* [Set task]
Please put the lines of the listing below into a JSON list of strings, one string per line, starting with the line that contains "point_to(query) returns one keypoint per instance of the dirt" and going on through the line that contains "x=396, y=1069", both included. Skip blank lines and leave the pictures out.

* [Data shown]
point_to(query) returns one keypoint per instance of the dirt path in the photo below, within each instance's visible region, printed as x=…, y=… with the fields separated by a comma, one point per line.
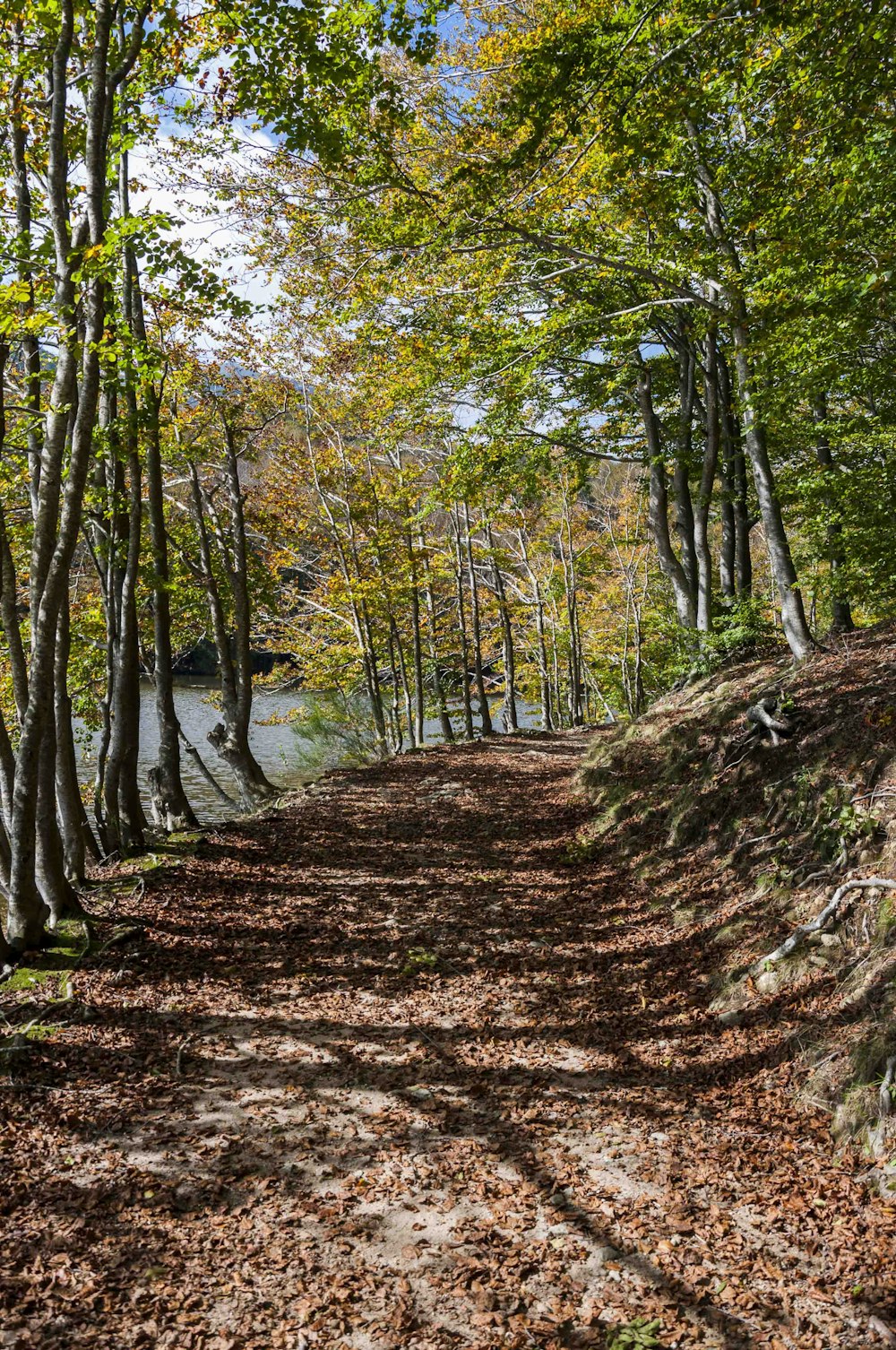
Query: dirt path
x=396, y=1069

--

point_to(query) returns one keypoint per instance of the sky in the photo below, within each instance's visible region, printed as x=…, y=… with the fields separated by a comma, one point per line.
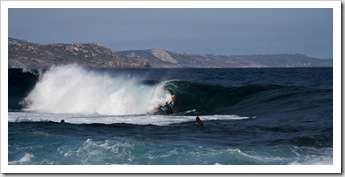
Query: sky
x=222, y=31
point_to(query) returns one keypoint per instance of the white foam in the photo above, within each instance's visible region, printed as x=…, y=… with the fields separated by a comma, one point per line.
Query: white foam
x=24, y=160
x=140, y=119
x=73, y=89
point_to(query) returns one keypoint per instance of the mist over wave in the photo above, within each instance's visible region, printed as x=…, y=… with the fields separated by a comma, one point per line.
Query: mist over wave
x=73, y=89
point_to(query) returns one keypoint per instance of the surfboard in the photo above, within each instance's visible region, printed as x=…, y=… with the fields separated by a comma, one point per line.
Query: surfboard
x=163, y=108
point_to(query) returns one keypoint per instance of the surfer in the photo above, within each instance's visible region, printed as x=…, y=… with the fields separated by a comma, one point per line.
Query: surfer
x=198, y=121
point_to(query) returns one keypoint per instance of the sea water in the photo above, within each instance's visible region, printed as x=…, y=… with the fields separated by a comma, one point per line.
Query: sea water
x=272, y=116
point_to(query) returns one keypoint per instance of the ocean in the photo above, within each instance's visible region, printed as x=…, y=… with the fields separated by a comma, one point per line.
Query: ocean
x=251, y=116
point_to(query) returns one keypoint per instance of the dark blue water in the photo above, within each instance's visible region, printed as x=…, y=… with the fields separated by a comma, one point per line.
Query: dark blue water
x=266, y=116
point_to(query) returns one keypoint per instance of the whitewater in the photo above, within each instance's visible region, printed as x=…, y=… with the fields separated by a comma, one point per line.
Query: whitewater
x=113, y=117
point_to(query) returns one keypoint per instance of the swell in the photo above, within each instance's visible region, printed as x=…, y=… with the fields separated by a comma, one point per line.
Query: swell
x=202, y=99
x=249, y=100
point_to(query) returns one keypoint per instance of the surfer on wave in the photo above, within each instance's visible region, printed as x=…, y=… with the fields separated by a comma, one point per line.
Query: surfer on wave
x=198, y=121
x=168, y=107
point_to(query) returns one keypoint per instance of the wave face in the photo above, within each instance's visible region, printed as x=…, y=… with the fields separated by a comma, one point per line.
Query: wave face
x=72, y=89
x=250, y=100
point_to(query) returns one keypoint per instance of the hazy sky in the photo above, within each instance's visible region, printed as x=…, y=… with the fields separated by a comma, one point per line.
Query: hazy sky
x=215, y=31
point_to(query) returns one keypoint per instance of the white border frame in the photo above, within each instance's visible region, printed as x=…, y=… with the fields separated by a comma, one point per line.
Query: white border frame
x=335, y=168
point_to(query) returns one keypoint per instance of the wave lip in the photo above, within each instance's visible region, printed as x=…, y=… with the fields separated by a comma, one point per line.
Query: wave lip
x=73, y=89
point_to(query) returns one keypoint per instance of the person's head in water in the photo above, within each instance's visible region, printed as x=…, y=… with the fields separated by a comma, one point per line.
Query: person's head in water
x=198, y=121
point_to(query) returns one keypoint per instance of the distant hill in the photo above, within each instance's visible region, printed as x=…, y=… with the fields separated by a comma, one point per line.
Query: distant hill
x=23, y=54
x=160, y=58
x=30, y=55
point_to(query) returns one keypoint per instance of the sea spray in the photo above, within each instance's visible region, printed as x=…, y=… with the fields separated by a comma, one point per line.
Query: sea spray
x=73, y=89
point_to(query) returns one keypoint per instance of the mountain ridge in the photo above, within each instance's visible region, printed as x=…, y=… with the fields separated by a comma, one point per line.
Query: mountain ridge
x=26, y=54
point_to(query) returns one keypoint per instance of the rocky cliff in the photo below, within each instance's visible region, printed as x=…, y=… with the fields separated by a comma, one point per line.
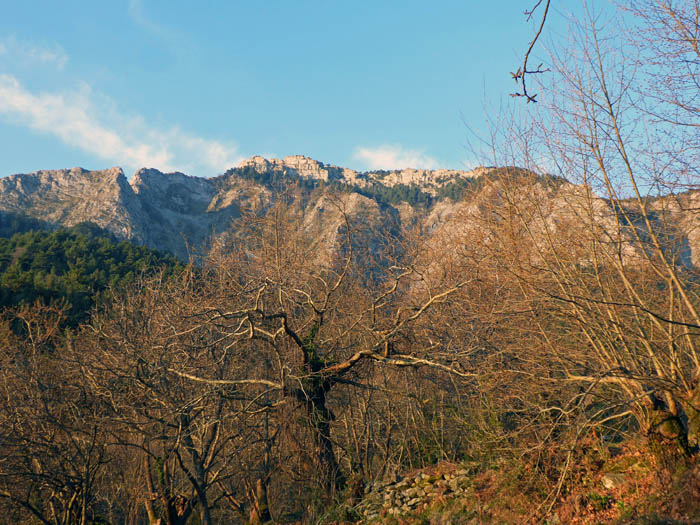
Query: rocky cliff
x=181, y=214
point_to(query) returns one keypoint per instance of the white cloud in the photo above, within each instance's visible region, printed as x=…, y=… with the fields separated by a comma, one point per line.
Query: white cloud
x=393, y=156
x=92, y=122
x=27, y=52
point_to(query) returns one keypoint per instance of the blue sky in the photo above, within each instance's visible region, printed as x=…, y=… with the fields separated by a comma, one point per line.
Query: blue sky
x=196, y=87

* [Correct answer]
[
  "point_to(query) returns one keypoint per instance of the dirt path in the photo below, within each instance's visible region, printed as x=…, y=… with the fields separated by a comma, one point per line.",
  "Query: dirt path",
  "x=396, y=1069"
]